== EXERCISE ==
Exactly repeat the full listing that follows.

[Stored dataset items]
-- Begin --

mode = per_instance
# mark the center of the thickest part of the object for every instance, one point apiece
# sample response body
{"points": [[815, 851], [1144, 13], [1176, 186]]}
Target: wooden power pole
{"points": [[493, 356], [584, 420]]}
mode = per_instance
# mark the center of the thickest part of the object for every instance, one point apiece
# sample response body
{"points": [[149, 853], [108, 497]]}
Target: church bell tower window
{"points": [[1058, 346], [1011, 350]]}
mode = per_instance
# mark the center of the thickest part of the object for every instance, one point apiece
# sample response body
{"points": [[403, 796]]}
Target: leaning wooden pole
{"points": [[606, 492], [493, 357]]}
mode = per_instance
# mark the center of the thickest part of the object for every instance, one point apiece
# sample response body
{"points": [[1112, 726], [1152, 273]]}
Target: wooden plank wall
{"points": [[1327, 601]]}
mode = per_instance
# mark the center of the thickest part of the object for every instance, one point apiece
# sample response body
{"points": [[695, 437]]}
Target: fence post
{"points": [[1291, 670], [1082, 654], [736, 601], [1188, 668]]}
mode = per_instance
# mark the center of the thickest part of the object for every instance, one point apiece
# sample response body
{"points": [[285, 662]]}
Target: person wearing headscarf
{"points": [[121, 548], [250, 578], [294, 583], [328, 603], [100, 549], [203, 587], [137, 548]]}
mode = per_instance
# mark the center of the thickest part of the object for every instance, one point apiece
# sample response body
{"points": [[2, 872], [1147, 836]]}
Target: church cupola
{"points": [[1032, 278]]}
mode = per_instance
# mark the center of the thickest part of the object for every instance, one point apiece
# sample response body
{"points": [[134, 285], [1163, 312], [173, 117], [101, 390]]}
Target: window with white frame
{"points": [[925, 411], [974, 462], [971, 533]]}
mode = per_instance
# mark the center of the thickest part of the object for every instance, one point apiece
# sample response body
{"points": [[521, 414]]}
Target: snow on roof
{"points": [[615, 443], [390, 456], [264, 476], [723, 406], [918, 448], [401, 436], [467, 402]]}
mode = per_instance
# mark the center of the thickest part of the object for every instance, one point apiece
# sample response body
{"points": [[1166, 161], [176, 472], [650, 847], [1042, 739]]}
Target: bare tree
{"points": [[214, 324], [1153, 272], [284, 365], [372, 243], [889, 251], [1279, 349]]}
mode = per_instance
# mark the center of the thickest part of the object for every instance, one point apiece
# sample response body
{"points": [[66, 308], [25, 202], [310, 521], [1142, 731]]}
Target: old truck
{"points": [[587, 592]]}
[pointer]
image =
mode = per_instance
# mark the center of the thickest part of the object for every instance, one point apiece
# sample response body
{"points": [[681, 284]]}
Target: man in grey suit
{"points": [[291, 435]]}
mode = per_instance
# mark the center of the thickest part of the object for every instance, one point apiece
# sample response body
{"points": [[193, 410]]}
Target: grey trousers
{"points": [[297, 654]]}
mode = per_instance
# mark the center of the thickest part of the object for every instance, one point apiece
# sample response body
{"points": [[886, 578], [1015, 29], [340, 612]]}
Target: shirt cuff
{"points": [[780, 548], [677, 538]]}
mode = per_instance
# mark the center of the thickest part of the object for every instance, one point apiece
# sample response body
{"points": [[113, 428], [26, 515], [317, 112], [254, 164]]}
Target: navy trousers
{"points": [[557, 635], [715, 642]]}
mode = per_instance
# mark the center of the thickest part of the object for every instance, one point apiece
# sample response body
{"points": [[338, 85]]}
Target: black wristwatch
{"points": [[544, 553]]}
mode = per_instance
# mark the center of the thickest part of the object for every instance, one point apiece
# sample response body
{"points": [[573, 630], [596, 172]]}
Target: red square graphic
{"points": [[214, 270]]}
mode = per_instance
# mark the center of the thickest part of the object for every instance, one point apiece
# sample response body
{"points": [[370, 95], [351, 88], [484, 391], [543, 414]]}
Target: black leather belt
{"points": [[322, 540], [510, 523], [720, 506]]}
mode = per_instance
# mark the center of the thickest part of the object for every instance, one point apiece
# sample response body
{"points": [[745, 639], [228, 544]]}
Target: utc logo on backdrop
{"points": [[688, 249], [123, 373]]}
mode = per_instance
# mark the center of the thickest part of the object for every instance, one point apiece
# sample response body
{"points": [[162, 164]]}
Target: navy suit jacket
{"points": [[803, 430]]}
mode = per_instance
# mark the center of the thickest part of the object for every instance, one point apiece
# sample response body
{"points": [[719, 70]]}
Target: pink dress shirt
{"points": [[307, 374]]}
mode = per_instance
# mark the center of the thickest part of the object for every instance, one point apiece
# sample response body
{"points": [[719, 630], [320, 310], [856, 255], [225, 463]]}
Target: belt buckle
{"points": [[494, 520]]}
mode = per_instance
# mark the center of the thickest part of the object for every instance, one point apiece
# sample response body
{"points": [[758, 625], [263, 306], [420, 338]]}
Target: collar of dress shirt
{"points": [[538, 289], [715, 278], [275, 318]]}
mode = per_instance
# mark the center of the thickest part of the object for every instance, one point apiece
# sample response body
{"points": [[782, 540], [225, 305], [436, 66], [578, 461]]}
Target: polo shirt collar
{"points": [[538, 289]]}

-- End --

== RESPONSE TO THE TASK ==
mode = per_instance
# mark the center of the thickest part of the object for every instance, one point apiece
# sample response body
{"points": [[815, 851], [1144, 13], [1176, 186]]}
Target: wooden power pole
{"points": [[493, 356], [584, 420]]}
mode = per_instance
# mark the center of the thickest part of the object for every instance, one point apiece
# sample response body
{"points": [[149, 853], [108, 497]]}
Target: church bell tower window
{"points": [[1058, 346], [1011, 350]]}
mode = per_instance
# mark the center of the thickest part of the object for every instance, one point apiece
# sample response body
{"points": [[403, 796]]}
Target: leaning wooden pole
{"points": [[606, 492], [493, 357]]}
mode = per_instance
# mark the center of the thickest part of the object for every instance, one point apiece
# sample response body
{"points": [[1112, 726], [1152, 273]]}
Target: wooden plank wall
{"points": [[1327, 601]]}
mode = per_instance
# mark the center of the thickest part of the object for every instance, one point apiece
# sample response body
{"points": [[695, 437]]}
Target: fence post
{"points": [[1291, 670], [1082, 654], [736, 601], [1188, 668]]}
mode = per_instance
# mark the center of the thickest part of the object for every instance, one point apiece
# sample response body
{"points": [[285, 662]]}
Target: person wearing headscarf
{"points": [[121, 548], [250, 578], [294, 583], [328, 603], [100, 549], [203, 587], [137, 548]]}
mode = per_instance
# mark the center of the thickest part of the object for every instance, one point apiece
# sample response body
{"points": [[2, 872], [1147, 836]]}
Target: church cupola
{"points": [[1032, 278]]}
mode = per_instance
# mark the center of the thickest part of the object for every instance, one point apiece
# sample response body
{"points": [[134, 285], [1163, 312], [173, 117], [101, 390]]}
Target: window with white frame
{"points": [[925, 411], [974, 462], [971, 533]]}
mode = per_instance
# mark the center of the thickest part of the object for every instance, one point apiece
# sample response body
{"points": [[521, 414]]}
Target: snow on roof
{"points": [[615, 443], [390, 456], [264, 476], [723, 406], [918, 448], [401, 436], [467, 402]]}
mode = per_instance
# mark the center of the thickest part of the object for every instance, one point apiece
# sample response body
{"points": [[1166, 161], [176, 472], [650, 847], [1042, 739]]}
Target: bare tree
{"points": [[214, 324], [1153, 272], [284, 365], [372, 243], [889, 251], [1279, 349]]}
mode = per_instance
# mark the center of the thickest part of the object for every instance, one point apiece
# sample response body
{"points": [[66, 308], [25, 202], [310, 521], [1142, 731]]}
Target: old truck
{"points": [[587, 592]]}
[pointer]
image =
mode = per_instance
# mark the center of the thickest part of the object for every instance, one point apiece
# sample response body
{"points": [[681, 284]]}
Target: man in grey suit
{"points": [[291, 435]]}
mode = per_instance
# mark the center of the thickest part of the object for every instance, one point apiece
# sample response body
{"points": [[193, 410]]}
Target: grey trousers
{"points": [[297, 654]]}
mode = per_instance
# mark the center of the thickest part of the object for every instance, one point apiece
# sample response body
{"points": [[886, 578], [1015, 29], [340, 612]]}
Target: shirt cuff
{"points": [[780, 548], [677, 538]]}
mode = per_instance
# mark the center of the thickest part of the object for every instance, one point apiece
# sample response body
{"points": [[113, 428], [26, 515], [317, 112], [254, 164]]}
Target: navy trousers
{"points": [[557, 635], [715, 642]]}
mode = per_instance
# mark the center of the thickest part of the object for every instance, one point apiece
# sample response body
{"points": [[338, 85]]}
Target: black wristwatch
{"points": [[544, 553]]}
mode = per_instance
# mark the center of the thickest part of the object for every instance, one point apiece
# sample response body
{"points": [[573, 630], [596, 172]]}
Target: red square graphic
{"points": [[214, 270]]}
mode = per_instance
# mark the center of the thickest part of the object for every instance, one point apiece
# sample response body
{"points": [[370, 95], [351, 88], [484, 391], [543, 414]]}
Target: black leather belt
{"points": [[322, 540], [510, 523], [720, 506]]}
mode = per_instance
# mark the center of the thickest part of the object for every instance, one point apiece
# sample response body
{"points": [[745, 639], [228, 544]]}
Target: utc logo on backdrop
{"points": [[688, 249], [123, 373]]}
mode = per_instance
# mark the center of the thickest part of the object for every instance, one point apiece
# sample response body
{"points": [[162, 164]]}
Target: navy suit jacket
{"points": [[803, 430]]}
mode = per_instance
# mark the center of the thickest part of the object for every instance, one point apiece
# sample response body
{"points": [[719, 70]]}
Target: pink dress shirt
{"points": [[307, 374]]}
mode = per_instance
# mark the center of the thickest part of the object for every instance, one point apiece
# sample response body
{"points": [[719, 630], [320, 310], [856, 255], [225, 463]]}
Target: belt buckle
{"points": [[494, 520]]}
mode = per_instance
# mark the center of the thickest part of the object for every instance, one point apiece
# sample response body
{"points": [[758, 625], [263, 306], [420, 338]]}
Target: collar of dress shirt
{"points": [[538, 289], [715, 278], [275, 318]]}
mode = per_instance
# mark the center of the thickest part of the object for every instance, one point apiece
# sample response body
{"points": [[782, 540], [225, 305], [436, 66], [578, 461]]}
Target: polo shirt collar
{"points": [[538, 289]]}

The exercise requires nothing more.